## Requirement:
All lines from the one containing "Task: Find the stone step" down to the final line of the entries below: return them exactly.

## Information provided:
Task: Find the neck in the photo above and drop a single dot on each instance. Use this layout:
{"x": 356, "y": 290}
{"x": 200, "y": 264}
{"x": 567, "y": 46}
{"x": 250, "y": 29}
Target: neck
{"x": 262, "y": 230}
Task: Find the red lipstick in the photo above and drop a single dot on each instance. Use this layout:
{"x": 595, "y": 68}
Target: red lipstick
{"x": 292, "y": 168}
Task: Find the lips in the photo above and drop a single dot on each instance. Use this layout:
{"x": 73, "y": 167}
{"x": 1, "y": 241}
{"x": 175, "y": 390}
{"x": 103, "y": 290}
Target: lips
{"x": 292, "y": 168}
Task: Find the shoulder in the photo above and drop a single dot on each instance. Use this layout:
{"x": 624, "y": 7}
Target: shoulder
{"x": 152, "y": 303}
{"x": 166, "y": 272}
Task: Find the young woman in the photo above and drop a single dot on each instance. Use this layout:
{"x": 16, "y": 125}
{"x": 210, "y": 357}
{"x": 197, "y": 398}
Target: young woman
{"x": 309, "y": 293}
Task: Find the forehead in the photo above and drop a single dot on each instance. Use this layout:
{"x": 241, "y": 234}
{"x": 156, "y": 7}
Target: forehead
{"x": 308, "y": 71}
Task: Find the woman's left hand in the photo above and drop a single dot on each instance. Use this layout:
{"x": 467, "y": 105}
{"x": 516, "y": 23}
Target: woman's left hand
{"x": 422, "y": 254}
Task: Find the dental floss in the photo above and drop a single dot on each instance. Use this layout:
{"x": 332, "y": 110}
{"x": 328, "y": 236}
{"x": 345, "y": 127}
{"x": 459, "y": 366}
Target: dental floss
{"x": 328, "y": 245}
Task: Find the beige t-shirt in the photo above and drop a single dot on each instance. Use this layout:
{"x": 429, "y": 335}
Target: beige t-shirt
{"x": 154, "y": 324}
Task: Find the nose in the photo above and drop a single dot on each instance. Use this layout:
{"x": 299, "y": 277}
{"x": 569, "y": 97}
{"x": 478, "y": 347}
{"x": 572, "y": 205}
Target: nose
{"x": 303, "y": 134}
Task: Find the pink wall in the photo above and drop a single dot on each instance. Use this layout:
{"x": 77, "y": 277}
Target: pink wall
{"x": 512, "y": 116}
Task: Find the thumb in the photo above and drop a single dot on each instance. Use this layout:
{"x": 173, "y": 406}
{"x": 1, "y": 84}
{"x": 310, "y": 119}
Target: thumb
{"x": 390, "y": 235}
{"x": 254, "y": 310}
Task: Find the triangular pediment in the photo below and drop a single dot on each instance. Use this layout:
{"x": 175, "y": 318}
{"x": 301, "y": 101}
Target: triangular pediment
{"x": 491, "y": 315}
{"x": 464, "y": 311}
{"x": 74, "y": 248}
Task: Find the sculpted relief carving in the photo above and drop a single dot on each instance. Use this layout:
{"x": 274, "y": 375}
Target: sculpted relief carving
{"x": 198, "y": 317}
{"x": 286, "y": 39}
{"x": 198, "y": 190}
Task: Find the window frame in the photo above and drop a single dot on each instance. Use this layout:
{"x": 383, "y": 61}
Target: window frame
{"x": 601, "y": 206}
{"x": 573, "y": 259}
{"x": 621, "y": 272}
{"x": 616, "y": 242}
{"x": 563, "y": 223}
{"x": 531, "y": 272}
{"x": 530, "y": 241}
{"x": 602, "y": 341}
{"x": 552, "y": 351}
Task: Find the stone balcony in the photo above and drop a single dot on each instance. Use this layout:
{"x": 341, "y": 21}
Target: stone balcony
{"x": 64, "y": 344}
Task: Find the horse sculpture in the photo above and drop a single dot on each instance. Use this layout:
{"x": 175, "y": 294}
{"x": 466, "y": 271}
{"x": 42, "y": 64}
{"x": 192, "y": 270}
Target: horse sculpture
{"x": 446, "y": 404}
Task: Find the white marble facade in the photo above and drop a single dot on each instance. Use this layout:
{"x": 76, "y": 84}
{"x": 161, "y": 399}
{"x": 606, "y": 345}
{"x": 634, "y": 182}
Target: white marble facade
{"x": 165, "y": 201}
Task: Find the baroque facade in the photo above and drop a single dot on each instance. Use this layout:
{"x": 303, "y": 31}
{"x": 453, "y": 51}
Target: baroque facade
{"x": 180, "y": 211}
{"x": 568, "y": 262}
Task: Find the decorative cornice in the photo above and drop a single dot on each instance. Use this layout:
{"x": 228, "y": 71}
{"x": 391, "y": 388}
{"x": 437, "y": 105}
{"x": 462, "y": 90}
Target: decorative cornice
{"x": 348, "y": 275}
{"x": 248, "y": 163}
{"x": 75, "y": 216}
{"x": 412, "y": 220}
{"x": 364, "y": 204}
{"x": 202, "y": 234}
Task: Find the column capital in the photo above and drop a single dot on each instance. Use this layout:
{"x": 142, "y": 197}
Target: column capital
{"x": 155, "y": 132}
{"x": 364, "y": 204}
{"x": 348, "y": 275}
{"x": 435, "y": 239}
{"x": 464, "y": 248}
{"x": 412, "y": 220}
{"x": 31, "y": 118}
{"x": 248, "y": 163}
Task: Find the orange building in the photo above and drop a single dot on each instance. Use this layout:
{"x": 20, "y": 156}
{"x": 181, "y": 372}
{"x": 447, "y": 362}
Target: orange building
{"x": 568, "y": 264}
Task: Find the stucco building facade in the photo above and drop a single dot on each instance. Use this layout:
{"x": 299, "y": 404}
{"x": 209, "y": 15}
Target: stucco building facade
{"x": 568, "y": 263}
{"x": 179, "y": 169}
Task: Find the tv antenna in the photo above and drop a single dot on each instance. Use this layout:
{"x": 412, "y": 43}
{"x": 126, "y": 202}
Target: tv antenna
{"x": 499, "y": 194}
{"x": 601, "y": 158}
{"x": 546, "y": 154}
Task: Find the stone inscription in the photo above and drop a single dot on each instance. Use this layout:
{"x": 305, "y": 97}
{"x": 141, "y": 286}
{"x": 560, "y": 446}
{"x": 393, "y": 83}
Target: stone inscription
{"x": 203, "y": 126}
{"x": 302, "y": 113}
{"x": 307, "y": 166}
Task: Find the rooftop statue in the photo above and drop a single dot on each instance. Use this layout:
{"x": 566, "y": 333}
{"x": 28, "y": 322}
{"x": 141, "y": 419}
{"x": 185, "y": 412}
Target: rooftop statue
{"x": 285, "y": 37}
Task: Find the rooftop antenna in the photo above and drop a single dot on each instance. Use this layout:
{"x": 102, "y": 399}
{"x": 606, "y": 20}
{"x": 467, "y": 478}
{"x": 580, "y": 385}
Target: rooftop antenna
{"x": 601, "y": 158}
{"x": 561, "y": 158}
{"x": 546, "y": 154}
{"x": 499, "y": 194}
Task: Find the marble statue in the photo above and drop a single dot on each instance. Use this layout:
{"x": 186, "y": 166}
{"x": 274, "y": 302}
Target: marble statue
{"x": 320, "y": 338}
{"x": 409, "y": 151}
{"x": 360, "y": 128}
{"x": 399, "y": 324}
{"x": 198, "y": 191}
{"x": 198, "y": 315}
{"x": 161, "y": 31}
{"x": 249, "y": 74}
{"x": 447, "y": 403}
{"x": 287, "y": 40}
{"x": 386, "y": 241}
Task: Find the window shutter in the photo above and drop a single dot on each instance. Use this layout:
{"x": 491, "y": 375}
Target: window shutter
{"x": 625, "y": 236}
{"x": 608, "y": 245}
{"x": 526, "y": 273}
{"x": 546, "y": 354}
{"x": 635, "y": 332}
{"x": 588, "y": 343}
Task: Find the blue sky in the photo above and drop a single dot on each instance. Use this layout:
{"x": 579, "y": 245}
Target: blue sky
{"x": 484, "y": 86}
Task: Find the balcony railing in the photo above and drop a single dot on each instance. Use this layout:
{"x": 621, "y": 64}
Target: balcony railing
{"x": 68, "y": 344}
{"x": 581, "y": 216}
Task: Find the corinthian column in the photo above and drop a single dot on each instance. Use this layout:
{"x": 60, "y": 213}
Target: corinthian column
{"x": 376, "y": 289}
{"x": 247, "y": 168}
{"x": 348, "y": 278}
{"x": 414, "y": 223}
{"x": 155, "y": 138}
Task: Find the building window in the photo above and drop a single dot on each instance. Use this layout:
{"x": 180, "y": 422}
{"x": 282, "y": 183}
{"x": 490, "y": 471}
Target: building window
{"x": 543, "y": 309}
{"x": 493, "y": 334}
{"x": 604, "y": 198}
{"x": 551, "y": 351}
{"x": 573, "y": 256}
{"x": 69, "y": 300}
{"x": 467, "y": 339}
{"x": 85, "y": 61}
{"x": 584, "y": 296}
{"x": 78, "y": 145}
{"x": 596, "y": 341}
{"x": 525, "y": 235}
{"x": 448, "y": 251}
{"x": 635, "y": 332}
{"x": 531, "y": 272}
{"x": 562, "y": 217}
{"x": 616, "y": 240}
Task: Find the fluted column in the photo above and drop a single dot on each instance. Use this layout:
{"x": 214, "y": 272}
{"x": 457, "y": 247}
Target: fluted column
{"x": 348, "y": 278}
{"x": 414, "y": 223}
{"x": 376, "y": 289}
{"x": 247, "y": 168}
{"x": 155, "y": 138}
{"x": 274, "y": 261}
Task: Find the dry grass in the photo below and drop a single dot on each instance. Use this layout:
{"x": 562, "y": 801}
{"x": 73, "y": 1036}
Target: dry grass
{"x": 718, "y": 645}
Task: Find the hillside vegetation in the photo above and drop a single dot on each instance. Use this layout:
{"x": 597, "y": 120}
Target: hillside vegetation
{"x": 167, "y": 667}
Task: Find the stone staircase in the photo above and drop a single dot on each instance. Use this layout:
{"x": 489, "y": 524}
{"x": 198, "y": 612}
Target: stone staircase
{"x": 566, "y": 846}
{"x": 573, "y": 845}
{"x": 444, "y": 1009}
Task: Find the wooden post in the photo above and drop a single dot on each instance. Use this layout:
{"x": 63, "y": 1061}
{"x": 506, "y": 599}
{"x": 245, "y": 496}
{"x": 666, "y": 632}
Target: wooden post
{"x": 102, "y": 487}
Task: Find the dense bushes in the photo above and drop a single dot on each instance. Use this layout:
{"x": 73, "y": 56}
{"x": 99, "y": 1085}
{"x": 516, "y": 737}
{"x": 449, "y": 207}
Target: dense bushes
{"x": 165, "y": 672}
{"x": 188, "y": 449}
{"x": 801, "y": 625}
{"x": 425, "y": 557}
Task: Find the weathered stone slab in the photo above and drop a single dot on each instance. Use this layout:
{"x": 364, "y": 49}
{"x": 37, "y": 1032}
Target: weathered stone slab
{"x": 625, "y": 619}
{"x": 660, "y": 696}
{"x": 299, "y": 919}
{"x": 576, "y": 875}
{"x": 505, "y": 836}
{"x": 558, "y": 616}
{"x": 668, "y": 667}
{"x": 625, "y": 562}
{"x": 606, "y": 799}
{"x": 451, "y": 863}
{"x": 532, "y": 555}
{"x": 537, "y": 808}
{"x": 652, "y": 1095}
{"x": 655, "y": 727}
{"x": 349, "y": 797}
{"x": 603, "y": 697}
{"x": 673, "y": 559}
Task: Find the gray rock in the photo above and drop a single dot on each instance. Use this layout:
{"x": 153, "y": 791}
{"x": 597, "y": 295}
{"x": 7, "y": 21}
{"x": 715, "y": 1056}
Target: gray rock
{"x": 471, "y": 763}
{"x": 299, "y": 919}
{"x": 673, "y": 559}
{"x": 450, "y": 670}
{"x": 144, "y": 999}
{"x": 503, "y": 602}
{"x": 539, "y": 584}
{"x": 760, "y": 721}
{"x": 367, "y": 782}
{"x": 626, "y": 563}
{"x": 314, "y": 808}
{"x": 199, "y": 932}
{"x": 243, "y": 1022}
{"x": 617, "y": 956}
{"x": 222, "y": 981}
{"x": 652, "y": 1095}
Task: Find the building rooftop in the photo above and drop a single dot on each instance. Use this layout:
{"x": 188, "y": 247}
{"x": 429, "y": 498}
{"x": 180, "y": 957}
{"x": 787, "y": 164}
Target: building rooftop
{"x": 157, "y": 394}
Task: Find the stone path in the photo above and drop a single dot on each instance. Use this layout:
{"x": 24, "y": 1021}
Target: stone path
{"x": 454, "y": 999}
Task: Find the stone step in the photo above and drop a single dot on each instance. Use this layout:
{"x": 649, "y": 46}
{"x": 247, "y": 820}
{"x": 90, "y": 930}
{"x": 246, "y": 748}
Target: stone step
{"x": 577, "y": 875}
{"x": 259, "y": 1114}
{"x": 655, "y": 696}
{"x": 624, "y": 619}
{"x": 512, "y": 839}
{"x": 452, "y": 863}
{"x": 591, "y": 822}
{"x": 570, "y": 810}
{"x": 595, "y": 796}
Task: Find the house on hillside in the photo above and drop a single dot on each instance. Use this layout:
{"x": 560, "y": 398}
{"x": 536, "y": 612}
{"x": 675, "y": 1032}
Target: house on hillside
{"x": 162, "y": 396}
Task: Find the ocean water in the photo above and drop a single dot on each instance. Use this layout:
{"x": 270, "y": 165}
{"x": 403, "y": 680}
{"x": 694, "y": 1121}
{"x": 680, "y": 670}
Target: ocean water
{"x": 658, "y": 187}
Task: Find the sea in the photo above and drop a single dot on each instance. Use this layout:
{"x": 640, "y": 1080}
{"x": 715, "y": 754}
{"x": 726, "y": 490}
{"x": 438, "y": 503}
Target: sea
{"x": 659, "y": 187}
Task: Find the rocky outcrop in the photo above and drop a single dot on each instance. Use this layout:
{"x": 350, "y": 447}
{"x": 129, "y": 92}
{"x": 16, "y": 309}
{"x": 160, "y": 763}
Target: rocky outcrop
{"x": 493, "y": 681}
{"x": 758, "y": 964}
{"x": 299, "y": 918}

## Task response:
Task: Find the stone step in the photo above and drop a single dot on each instance. Use this layout:
{"x": 649, "y": 46}
{"x": 247, "y": 820}
{"x": 90, "y": 930}
{"x": 246, "y": 748}
Target: stone step
{"x": 577, "y": 875}
{"x": 259, "y": 1114}
{"x": 655, "y": 696}
{"x": 624, "y": 619}
{"x": 512, "y": 839}
{"x": 452, "y": 863}
{"x": 591, "y": 822}
{"x": 570, "y": 810}
{"x": 595, "y": 796}
Task: Find the house on hillside in the photo above and drop a single dot on each instance. Use this layout:
{"x": 560, "y": 398}
{"x": 536, "y": 612}
{"x": 675, "y": 1032}
Target: house on hillside
{"x": 162, "y": 396}
Task: Find the ocean water in the photo above and drop a single dot on each instance. Use this layout:
{"x": 270, "y": 165}
{"x": 403, "y": 680}
{"x": 694, "y": 1121}
{"x": 680, "y": 670}
Target: ocean water
{"x": 658, "y": 187}
Task: Find the sea in the photo above and drop a single dot on each instance. Use this layout:
{"x": 640, "y": 1080}
{"x": 715, "y": 754}
{"x": 726, "y": 490}
{"x": 438, "y": 503}
Target: sea
{"x": 659, "y": 187}
Task: Find the rocky outcrop in the photo above and drop a single dot on each instance. Use this layout:
{"x": 350, "y": 447}
{"x": 129, "y": 92}
{"x": 16, "y": 309}
{"x": 160, "y": 763}
Target: rocky outcrop
{"x": 493, "y": 681}
{"x": 758, "y": 964}
{"x": 299, "y": 918}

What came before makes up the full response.